Set exercise: In the material below, write out again the lines from the one containing "Task: pick out cloud" through the one containing "<point>120,41</point>", including both of those lines.
▬▬▬▬▬▬▬▬▬▬
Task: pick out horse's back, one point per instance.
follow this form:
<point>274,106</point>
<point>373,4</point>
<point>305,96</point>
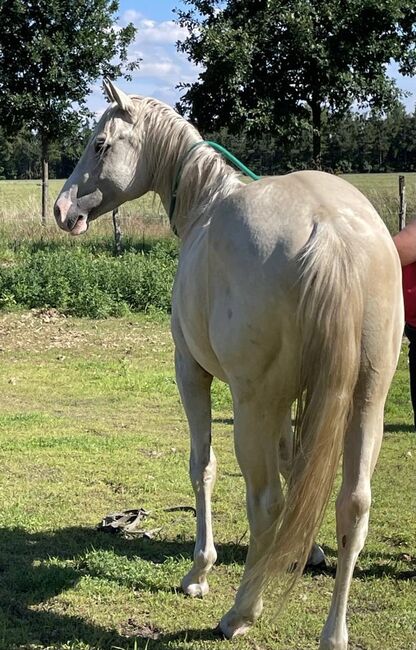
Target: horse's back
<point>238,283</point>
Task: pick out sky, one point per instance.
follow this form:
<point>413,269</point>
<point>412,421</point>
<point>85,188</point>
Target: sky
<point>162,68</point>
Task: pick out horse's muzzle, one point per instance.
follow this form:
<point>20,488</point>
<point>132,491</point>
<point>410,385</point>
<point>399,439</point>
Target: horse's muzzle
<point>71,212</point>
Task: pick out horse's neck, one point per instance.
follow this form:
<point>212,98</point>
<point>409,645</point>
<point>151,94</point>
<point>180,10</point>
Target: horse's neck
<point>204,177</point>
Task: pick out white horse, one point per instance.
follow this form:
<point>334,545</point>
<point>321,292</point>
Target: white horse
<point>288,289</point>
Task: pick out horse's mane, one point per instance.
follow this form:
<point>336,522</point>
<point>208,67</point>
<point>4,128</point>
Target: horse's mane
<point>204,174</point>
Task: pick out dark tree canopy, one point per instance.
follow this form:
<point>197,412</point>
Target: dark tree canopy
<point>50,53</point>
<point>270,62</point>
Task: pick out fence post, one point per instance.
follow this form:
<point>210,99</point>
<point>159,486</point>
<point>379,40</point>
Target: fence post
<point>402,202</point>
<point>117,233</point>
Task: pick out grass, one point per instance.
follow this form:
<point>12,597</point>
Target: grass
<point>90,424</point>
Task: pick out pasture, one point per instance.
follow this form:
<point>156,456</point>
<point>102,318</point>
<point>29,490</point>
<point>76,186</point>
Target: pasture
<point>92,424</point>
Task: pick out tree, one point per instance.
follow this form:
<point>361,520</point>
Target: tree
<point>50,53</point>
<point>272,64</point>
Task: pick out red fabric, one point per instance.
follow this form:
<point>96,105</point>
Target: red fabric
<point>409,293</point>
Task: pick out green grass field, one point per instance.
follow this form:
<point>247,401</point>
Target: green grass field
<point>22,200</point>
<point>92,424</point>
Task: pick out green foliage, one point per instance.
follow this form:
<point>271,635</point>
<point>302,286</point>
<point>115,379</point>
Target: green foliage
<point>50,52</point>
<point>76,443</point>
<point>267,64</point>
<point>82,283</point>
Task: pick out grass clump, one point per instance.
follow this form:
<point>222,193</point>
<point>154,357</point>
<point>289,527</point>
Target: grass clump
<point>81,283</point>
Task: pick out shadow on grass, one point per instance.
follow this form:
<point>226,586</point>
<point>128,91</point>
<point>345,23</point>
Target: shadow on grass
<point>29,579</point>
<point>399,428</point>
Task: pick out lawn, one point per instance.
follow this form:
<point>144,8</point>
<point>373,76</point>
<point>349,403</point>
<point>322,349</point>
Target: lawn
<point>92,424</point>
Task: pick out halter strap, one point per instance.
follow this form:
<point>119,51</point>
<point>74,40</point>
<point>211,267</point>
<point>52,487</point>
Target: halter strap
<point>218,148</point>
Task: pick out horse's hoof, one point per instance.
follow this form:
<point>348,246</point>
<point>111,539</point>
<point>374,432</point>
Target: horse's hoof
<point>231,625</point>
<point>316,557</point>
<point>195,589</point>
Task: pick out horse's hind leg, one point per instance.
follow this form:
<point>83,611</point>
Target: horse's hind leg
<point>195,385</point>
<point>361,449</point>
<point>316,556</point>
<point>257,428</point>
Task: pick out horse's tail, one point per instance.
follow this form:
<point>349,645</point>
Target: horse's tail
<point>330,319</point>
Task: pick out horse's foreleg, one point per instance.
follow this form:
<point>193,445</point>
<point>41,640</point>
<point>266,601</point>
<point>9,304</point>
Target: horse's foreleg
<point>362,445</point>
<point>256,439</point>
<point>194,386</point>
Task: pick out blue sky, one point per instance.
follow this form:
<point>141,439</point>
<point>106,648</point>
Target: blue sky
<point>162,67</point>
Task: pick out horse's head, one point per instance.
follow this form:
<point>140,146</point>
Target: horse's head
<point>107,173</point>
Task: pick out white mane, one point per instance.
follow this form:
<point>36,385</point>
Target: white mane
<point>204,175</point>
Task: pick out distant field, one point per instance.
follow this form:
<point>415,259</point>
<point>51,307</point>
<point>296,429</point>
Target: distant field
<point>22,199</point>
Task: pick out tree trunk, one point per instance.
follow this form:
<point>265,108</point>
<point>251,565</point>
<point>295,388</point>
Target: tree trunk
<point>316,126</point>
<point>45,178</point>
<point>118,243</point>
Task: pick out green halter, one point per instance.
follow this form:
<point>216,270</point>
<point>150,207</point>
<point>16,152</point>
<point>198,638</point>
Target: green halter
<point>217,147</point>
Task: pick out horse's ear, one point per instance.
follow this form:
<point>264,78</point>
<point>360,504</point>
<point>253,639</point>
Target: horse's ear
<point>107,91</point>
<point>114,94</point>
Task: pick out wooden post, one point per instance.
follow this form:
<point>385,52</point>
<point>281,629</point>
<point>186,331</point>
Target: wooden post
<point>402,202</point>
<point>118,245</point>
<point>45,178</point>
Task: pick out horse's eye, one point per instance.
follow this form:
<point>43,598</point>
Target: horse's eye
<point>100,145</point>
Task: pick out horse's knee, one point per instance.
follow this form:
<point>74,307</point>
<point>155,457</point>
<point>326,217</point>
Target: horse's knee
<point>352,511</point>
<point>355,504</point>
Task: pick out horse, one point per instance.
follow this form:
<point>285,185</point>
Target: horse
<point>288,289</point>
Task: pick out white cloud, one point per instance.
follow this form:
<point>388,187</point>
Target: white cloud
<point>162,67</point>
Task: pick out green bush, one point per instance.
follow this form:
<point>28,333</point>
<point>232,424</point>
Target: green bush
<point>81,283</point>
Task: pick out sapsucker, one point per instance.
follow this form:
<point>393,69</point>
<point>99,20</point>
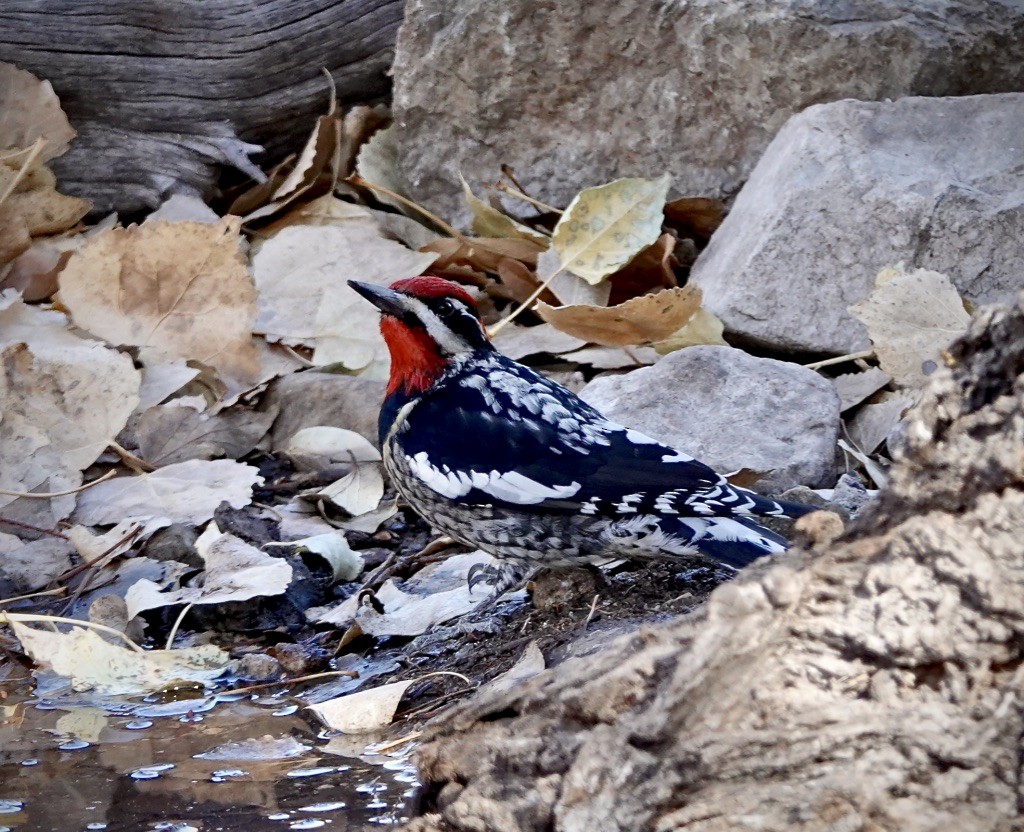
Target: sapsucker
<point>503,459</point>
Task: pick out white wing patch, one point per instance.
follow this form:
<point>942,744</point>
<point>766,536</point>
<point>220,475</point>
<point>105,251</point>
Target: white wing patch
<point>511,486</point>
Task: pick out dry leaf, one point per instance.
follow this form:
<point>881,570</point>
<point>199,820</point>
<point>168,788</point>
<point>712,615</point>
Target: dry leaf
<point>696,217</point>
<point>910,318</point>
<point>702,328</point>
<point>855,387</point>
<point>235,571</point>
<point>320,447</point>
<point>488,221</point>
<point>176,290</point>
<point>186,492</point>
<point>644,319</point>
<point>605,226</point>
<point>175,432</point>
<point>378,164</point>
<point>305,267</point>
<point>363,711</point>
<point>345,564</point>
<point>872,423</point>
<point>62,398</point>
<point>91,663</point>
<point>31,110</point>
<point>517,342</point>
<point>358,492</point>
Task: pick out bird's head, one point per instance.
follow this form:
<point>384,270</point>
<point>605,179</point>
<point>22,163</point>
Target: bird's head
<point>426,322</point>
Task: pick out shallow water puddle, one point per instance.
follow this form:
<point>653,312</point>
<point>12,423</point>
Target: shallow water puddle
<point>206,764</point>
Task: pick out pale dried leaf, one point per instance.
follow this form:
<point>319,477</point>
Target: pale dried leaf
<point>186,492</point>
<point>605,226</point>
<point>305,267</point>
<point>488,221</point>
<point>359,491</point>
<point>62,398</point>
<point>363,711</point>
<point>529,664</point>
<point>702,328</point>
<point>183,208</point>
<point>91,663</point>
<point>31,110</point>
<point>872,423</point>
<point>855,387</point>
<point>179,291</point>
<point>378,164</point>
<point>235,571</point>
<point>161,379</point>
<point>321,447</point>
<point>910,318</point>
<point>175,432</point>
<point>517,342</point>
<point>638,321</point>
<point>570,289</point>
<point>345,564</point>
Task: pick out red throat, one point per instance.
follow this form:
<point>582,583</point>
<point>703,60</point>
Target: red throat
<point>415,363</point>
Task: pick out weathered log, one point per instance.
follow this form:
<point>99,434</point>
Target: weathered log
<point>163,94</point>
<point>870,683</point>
▬▬▬▬▬▬▬▬▬▬
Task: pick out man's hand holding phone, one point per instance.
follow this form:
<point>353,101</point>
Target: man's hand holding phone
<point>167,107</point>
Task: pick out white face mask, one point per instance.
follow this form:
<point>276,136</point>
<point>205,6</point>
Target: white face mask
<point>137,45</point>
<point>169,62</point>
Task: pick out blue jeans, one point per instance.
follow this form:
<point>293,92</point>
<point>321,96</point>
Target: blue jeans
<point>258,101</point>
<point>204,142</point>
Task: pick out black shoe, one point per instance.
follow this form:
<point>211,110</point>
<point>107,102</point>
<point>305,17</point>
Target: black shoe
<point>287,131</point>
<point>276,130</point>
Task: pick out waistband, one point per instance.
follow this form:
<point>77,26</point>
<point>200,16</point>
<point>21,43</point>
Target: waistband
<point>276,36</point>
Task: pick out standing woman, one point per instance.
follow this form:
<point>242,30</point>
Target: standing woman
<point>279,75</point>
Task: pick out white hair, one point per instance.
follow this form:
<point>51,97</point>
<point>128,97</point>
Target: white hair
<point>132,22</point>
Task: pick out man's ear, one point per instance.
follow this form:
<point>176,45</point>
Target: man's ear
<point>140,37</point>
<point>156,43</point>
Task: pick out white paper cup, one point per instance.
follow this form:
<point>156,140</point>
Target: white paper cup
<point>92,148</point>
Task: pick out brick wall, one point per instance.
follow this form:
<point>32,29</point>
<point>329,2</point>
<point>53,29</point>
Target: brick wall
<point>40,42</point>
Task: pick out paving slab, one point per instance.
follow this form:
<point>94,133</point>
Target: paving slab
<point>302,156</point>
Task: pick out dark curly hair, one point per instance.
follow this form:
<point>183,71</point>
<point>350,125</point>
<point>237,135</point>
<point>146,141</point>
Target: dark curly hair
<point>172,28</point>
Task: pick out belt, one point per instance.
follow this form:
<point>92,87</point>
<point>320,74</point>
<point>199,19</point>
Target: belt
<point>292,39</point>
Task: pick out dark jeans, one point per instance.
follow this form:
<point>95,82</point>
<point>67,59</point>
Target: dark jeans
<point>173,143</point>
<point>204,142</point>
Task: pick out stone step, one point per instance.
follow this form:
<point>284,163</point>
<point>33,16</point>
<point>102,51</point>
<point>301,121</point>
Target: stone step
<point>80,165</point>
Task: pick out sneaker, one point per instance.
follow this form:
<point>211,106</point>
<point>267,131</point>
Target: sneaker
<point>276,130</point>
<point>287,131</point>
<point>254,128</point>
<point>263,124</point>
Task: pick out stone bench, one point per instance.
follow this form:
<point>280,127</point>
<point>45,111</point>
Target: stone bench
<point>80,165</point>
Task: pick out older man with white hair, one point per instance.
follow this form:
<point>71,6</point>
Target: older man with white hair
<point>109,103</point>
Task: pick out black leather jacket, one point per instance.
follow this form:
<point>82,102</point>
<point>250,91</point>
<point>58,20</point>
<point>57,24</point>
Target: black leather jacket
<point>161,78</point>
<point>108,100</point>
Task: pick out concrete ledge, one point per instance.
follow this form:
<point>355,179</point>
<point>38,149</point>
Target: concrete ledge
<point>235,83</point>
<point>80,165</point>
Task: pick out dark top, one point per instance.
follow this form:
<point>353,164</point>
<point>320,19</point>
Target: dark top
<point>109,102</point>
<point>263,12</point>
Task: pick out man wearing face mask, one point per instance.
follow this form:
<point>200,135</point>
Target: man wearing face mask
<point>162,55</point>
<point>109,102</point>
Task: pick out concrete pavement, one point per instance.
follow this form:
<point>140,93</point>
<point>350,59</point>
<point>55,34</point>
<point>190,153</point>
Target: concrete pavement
▬▬▬▬▬▬▬▬▬▬
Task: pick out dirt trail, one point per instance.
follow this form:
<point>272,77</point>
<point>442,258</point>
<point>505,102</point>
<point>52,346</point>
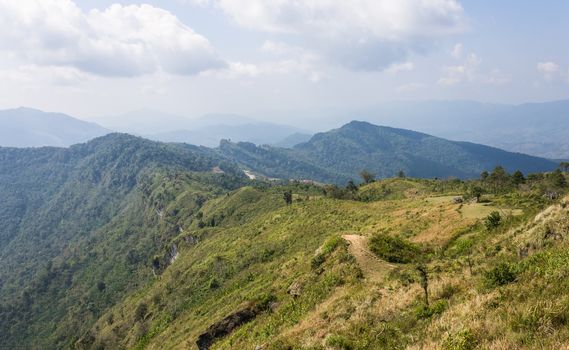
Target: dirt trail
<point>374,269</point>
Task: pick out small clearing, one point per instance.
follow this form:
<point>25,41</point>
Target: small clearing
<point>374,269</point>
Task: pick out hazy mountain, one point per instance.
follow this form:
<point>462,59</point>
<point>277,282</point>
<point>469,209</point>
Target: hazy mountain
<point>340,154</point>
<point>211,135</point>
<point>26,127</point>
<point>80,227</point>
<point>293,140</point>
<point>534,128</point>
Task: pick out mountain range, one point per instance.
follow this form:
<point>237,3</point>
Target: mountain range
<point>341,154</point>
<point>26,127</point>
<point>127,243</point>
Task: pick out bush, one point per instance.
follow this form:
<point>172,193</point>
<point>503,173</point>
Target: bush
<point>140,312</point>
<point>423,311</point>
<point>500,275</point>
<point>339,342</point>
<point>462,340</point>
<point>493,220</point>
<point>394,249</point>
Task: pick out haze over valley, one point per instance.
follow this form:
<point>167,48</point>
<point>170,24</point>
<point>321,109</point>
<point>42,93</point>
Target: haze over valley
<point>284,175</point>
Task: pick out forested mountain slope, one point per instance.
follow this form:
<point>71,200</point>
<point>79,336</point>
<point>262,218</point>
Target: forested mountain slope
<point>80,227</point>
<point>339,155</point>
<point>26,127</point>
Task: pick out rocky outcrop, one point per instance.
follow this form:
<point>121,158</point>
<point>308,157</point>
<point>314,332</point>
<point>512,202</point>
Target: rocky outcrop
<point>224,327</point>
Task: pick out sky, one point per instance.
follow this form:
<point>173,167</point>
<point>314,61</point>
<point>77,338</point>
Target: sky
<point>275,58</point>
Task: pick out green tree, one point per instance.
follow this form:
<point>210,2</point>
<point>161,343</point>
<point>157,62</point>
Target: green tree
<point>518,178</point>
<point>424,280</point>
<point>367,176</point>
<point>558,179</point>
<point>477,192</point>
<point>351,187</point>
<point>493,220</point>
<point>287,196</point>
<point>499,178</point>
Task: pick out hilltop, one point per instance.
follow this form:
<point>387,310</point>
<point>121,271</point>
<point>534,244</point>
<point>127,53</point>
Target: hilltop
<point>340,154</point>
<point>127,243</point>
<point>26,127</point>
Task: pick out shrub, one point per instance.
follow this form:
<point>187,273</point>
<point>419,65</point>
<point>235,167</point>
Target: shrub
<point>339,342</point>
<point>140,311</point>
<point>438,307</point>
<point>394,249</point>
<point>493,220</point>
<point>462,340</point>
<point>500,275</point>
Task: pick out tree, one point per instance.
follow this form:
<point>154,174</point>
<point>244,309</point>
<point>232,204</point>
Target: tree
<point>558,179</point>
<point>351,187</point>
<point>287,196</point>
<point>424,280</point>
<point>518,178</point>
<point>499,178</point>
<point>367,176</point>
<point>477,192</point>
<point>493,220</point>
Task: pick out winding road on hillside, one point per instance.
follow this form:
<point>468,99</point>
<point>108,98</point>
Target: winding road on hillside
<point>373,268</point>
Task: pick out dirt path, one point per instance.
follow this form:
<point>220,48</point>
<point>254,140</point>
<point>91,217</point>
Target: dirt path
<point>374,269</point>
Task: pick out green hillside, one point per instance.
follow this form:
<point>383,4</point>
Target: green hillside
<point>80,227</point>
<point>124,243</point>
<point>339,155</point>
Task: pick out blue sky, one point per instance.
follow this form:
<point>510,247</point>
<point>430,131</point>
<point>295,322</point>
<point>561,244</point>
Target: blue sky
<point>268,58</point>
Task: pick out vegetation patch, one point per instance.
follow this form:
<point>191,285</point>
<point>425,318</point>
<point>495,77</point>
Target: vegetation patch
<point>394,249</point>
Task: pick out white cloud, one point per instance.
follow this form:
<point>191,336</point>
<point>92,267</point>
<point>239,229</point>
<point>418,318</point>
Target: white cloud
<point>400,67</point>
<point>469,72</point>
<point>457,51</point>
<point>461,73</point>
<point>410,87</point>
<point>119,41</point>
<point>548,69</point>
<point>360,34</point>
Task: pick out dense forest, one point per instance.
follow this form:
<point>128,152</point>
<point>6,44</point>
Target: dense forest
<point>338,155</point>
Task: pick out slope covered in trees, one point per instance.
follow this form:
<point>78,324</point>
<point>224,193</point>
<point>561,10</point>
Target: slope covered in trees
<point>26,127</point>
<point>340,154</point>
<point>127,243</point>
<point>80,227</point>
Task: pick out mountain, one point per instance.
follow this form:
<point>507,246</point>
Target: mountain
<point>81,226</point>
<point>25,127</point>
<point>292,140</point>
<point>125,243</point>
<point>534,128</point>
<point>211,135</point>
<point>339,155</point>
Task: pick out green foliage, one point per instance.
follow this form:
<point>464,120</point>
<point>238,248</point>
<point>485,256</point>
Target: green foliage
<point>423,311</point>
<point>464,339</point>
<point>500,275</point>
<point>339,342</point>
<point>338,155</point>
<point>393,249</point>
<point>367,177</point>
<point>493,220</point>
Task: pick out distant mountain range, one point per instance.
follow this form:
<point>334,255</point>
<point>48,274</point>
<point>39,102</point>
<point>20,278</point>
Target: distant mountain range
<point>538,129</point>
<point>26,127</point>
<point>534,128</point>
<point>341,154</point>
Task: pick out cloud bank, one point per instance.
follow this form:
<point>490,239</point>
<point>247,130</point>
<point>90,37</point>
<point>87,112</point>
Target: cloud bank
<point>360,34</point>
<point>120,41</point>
▬▬▬▬▬▬▬▬▬▬
Full solution:
Task: pick out cloud bank, one point per instance.
follow this form:
<point>490,239</point>
<point>247,130</point>
<point>90,37</point>
<point>87,112</point>
Target: cloud bank
<point>360,34</point>
<point>120,41</point>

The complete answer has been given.